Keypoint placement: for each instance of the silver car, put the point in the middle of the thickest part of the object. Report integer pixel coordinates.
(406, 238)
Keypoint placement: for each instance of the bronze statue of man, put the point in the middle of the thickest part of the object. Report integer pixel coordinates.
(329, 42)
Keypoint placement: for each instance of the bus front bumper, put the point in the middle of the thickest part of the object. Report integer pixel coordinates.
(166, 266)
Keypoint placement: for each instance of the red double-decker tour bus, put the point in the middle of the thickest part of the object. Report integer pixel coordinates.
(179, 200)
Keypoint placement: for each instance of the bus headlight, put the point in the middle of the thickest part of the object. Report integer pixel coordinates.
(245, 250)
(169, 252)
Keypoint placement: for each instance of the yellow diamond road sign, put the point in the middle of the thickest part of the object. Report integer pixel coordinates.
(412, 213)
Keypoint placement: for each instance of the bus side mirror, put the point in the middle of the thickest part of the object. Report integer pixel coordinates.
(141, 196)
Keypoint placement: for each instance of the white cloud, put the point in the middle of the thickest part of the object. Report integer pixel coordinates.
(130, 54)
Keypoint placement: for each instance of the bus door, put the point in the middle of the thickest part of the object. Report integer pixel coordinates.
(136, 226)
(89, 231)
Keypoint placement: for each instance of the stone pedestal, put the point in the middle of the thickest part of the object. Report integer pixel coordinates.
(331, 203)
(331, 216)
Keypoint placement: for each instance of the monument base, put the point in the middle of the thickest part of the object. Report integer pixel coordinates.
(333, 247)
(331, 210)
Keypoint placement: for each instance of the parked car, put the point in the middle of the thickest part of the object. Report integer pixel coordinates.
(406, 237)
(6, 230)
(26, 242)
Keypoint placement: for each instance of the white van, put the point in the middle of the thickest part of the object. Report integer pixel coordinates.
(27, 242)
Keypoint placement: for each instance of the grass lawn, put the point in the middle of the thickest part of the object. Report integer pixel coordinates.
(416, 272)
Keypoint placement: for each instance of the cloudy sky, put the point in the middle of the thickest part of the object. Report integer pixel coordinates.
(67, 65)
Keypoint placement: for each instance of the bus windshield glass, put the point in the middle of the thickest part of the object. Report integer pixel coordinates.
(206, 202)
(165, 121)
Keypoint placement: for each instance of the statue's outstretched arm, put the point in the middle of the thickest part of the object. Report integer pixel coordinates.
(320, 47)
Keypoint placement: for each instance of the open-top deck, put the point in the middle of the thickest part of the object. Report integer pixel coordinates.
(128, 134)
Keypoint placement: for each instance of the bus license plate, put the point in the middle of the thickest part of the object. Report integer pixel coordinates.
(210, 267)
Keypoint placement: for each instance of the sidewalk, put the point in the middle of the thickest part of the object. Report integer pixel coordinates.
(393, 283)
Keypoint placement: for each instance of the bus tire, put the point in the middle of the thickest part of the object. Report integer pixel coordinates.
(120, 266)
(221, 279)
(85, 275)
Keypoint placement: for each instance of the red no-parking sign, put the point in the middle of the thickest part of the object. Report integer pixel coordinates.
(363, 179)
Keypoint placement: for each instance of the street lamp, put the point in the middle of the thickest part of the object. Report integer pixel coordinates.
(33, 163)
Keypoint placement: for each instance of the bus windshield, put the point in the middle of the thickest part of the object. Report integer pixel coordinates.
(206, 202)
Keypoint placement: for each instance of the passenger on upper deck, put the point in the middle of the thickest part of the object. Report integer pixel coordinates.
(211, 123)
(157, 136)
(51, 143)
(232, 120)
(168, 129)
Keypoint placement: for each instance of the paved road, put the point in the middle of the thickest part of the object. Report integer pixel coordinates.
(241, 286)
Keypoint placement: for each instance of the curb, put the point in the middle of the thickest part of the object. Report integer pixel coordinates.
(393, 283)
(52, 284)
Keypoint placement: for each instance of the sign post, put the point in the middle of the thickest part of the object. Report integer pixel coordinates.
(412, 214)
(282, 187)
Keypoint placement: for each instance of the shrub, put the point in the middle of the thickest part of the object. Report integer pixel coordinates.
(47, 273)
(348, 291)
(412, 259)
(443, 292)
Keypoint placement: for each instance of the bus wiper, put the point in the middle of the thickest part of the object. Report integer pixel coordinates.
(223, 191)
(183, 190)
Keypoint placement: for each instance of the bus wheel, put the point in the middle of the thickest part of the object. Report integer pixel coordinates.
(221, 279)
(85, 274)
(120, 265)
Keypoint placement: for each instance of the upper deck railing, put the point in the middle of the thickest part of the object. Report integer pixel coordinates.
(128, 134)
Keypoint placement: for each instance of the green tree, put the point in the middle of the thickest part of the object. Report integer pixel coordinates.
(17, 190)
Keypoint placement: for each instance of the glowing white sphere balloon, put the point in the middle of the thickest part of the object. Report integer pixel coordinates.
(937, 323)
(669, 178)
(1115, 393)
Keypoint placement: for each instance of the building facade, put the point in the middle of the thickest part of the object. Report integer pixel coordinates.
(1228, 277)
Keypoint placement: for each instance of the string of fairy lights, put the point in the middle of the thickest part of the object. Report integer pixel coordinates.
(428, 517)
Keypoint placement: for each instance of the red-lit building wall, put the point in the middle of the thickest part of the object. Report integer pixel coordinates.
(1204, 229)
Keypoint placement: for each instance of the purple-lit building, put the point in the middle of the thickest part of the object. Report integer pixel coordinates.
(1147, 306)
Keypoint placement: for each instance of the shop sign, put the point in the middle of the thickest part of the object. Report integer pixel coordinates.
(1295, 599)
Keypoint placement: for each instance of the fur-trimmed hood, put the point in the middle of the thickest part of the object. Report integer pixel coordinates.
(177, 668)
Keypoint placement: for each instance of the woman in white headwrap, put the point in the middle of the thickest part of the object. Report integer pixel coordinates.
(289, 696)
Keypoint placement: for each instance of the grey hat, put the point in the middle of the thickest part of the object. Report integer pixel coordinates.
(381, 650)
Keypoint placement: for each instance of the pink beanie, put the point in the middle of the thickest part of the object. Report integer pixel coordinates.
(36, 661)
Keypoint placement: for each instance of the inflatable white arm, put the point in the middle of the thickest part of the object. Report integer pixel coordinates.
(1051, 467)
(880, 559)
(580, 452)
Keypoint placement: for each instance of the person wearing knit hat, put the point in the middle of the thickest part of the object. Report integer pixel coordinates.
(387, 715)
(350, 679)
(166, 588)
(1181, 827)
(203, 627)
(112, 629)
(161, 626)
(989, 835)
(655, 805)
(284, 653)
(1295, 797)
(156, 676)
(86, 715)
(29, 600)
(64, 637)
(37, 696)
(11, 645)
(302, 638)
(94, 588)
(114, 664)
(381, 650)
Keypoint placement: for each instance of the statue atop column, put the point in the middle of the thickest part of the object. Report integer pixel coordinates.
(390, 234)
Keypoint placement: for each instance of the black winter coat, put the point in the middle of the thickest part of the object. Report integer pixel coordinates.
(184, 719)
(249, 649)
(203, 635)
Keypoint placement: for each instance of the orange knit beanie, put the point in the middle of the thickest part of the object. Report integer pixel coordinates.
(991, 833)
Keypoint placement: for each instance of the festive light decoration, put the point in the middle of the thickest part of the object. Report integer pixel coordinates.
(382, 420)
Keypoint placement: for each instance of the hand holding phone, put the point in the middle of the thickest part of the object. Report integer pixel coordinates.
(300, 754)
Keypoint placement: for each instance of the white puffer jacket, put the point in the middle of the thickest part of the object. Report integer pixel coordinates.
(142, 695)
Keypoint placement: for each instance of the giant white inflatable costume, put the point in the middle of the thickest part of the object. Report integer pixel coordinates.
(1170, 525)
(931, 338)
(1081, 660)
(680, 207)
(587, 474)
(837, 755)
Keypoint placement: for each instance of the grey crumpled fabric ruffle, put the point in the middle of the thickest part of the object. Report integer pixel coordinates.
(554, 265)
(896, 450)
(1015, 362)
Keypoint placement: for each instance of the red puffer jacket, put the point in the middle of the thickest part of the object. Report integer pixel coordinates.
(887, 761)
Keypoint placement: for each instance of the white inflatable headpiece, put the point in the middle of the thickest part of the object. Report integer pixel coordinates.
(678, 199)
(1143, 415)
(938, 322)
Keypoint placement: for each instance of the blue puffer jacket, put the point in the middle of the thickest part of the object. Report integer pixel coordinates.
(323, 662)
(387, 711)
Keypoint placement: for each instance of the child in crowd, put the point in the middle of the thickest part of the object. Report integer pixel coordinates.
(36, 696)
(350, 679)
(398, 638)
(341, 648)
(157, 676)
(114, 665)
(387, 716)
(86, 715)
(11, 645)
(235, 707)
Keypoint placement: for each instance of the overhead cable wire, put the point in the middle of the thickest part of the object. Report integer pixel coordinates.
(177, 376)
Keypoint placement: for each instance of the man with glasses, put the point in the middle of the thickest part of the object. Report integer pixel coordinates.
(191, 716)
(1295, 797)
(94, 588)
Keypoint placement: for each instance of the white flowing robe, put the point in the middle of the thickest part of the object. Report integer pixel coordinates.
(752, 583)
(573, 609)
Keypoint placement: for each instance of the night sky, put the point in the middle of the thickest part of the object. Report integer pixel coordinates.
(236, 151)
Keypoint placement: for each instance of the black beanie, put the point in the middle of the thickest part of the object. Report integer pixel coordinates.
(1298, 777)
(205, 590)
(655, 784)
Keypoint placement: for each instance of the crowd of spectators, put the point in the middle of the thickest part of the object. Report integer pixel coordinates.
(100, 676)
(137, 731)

+===+

[AIM OF THE EXERCISE]
Repeat the records above word for word, starting at the line that contains "Keypoint placement: for each instance of the bus wheel, put" and ending at the line that contains "(1295, 599)", both of those lines included.

[TASK RESPONSE]
Keypoint placement: for each instance of the bus wheel, put the point in the middle of the thickest part of the object. Report integer pixel coordinates.
(221, 279)
(85, 274)
(120, 265)
Keypoint placement: for each instance of the upper deck railing, put the point in the middle of the thickest part of the object. Report integer pixel coordinates.
(128, 134)
Keypoint placement: for each instance of the green tree, put the point in the middle of the thickest part of the object. Report integer pixel coordinates.
(17, 190)
Keypoint placement: for each instance of the glowing white sphere balloon, put the point in the middle of the thickest part of the object. Report integer pixel coordinates.
(937, 323)
(669, 178)
(1115, 393)
Keypoint placement: for each instance of the building facade, put the point in the middle of the thickest part of the object. Report integer pixel coordinates.
(1228, 277)
Keypoint placement: for each instance of the string of fairy lights, put the point in the middle of the thickest part of the object. Report integer pixel coordinates.
(428, 517)
Keypoint placement: for each instance of the red-lit building wall, put the point in the middle of the thickest part of the object. Report integer pixel coordinates.
(1204, 229)
Keypoint placement: for each instance of the purple-lit building, put the point in the middle of the thickest part of the object. Report integer pixel coordinates.
(1147, 306)
Keypoint placement: for each instance of the shop sign, put the point in the middle of the thickest part of the object. Report integer pixel coordinates.
(1295, 599)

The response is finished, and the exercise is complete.